**Work item A**
From the passage on Williams and Einstein, list every description it gives of George Sylvester Viereck.
**Work item B**
Carry the passage on Williams and Einstein forward from its final sentence.

Brilliant, that “logical philandering”—reducing logic to the object of casual off-hours flirting, hardly serious. Williams: “The nascent instincts are the feelers into new territory—even Einstein has recently acknowledged or stated that. Deductive reasoning is in the main useless to us today or if not useless at least secondary in value.” Out of Williams’s rather giddy 1921 “St. Francis Einstein of the Daffodils” (a poem considerably revised some fifteen years later):
April Einstein
through the blossomy waters
rebellious, laughing
under liberty’s dead arm
has come among the daffodils
that flowers and men
were created
relatively equal.
Oldfashioned knowledge is
dead under the blossoming peachtrees.
Einstein in Berlin, in 1929, replying to a query by one George Sylvester Viereck—poet, journalist, Nazi apologist, friend of Nikola Tesla, and father of U. S. poet and Conservative nobodaddy Peter Viereck—regarding the fons et origo of Einstein’s theories, Viereck asking “How do you account for your discoveries? Through intuition or inspiration?” Einstein:
Both. I sometimes feel I am right, but do not know it. When two expeditions of scientists went to test my theory I was convinced they would confirm my theory. I wasn’t surprised when the results confirmed my intuition, but I would have been surprised had I been wrong. I’m enough of an artist to draw freely on my imagination, which I think is more important than knowledge. Knowledge is limited. Imagination encircles the world.

**Listed records**
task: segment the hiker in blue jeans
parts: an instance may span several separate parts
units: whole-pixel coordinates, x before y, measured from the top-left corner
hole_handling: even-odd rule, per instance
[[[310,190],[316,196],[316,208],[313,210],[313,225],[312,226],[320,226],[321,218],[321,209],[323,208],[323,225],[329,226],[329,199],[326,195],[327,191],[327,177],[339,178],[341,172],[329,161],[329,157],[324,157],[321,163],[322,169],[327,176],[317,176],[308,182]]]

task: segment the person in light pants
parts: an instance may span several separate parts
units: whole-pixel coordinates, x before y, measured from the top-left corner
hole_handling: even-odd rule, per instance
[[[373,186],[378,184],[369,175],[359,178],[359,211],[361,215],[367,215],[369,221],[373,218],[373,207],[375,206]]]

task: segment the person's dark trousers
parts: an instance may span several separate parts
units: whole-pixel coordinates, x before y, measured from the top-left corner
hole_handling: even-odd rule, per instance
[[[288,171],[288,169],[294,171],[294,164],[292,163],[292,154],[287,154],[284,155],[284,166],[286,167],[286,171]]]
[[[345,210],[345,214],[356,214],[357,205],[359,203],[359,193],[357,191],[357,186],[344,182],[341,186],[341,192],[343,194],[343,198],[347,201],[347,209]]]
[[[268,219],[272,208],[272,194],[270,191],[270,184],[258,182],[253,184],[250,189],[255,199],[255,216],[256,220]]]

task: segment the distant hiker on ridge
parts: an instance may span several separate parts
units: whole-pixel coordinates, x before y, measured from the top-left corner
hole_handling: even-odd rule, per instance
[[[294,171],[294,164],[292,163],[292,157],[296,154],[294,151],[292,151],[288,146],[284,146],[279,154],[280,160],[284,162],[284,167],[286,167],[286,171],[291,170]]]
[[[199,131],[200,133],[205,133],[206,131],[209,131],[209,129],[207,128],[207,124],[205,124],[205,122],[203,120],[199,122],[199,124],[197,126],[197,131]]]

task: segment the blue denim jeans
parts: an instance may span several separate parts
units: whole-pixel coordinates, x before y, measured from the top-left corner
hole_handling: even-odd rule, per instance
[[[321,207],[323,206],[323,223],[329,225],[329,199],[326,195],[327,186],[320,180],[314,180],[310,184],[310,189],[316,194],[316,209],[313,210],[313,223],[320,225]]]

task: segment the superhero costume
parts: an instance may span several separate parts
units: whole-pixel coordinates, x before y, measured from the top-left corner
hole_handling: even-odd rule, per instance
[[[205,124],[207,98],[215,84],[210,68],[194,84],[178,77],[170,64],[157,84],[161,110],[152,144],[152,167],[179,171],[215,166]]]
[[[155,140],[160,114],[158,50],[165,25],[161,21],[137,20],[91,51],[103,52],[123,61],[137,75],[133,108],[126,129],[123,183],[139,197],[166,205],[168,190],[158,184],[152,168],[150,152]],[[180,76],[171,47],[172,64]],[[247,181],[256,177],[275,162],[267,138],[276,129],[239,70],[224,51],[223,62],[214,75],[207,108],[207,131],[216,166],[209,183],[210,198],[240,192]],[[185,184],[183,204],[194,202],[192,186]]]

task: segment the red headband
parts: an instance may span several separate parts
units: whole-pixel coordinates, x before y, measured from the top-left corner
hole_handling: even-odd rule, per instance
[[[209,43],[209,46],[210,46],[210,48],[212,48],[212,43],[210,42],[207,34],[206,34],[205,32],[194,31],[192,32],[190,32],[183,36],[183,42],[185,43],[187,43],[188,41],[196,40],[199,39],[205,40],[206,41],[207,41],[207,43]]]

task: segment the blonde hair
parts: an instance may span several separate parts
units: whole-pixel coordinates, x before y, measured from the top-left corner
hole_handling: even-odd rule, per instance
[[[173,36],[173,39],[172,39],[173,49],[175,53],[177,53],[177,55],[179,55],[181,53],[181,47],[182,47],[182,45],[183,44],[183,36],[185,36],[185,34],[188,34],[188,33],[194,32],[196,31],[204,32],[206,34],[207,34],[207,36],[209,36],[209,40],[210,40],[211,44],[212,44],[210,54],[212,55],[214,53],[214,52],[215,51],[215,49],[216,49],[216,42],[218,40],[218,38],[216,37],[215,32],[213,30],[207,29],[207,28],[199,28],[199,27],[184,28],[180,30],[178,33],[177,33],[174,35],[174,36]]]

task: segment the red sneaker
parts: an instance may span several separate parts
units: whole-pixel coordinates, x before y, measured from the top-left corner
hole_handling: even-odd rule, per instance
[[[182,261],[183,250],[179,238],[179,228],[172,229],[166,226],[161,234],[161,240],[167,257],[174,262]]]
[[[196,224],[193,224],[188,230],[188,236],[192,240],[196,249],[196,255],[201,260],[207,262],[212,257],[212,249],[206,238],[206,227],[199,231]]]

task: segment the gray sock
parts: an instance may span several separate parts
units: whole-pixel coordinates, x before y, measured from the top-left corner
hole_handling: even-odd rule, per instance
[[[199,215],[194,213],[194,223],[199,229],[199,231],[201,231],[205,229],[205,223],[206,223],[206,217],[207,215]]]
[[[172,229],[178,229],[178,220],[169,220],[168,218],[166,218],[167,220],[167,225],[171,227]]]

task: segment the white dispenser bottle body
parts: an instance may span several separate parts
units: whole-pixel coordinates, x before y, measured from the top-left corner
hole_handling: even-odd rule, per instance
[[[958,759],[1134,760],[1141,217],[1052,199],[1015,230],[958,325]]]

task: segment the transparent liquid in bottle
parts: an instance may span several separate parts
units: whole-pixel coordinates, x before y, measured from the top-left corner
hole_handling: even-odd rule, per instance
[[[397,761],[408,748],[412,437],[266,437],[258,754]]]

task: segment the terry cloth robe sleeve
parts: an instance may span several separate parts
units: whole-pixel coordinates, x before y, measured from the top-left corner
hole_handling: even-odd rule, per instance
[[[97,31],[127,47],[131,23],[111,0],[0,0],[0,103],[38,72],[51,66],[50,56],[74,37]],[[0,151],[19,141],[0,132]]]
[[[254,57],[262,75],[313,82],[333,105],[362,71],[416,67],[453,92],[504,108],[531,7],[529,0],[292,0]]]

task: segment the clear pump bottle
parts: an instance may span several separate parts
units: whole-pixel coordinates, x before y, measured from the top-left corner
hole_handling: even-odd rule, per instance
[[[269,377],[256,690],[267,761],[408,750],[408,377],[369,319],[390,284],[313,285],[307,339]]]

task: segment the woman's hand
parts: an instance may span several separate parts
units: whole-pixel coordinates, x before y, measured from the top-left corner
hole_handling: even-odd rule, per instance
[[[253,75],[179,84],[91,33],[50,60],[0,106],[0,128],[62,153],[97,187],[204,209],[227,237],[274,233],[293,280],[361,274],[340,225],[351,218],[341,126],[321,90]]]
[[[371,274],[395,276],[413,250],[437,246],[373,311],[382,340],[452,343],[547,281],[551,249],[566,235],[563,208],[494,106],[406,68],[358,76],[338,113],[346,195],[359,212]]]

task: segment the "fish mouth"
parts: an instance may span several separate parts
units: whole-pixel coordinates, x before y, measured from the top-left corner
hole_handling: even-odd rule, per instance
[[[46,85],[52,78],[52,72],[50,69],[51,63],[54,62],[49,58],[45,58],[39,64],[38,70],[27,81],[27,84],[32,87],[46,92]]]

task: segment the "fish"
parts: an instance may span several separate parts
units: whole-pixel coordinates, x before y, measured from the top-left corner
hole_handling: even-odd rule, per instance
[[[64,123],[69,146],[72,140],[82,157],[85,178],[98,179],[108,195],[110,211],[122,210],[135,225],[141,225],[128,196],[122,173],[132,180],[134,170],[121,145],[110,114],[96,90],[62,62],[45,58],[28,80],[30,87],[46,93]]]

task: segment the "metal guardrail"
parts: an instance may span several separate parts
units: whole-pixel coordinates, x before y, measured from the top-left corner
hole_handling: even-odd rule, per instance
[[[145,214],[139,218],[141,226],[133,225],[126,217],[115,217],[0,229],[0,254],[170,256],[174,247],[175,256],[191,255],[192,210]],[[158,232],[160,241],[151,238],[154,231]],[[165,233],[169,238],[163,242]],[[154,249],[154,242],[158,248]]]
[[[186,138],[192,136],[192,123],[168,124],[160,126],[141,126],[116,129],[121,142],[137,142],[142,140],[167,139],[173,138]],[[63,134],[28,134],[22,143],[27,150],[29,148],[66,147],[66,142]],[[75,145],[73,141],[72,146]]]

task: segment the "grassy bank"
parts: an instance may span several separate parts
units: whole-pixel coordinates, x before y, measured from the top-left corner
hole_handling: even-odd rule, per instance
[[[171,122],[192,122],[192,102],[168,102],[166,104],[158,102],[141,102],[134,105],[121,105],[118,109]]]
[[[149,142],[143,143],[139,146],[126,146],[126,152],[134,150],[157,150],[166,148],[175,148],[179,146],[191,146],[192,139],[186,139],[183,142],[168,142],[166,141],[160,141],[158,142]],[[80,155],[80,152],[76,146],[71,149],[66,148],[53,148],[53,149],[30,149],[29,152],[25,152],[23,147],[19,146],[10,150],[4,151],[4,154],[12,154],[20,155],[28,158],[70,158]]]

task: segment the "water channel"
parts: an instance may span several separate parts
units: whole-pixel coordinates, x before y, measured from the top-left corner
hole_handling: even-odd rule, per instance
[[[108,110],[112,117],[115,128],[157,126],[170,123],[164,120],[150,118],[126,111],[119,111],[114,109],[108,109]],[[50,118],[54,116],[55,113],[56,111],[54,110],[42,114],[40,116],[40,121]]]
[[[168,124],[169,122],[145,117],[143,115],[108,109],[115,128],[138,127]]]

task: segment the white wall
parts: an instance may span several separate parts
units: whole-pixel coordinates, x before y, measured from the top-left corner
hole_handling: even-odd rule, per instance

**Answer space A**
- poet
- journalist
- Nazi apologist
- friend of Nikola Tesla
- father of U. S. poet and Conservative nobodaddy Peter Viereck

**Answer space B**
A bromide? Or a bromide only in any other setting? I think of Williams’s lines (Spring and All), that reverie of—
      A world detached from the necessity of recording it, sufficient to itself, removed from him (as it most certainly is) with which he has bitter and delicious relations and from which he is independent—moving at will from one thing to another—as he pleases, unbound—complete

      and the unique proof of this is the work of the imagination not “like” anything but transfused with the same forces which transfuse the earth—at least one small part of them.
Forces assuredly akin to “that divine and rightly-whispering voice” offering up, detached, its “starry and unwithering” world.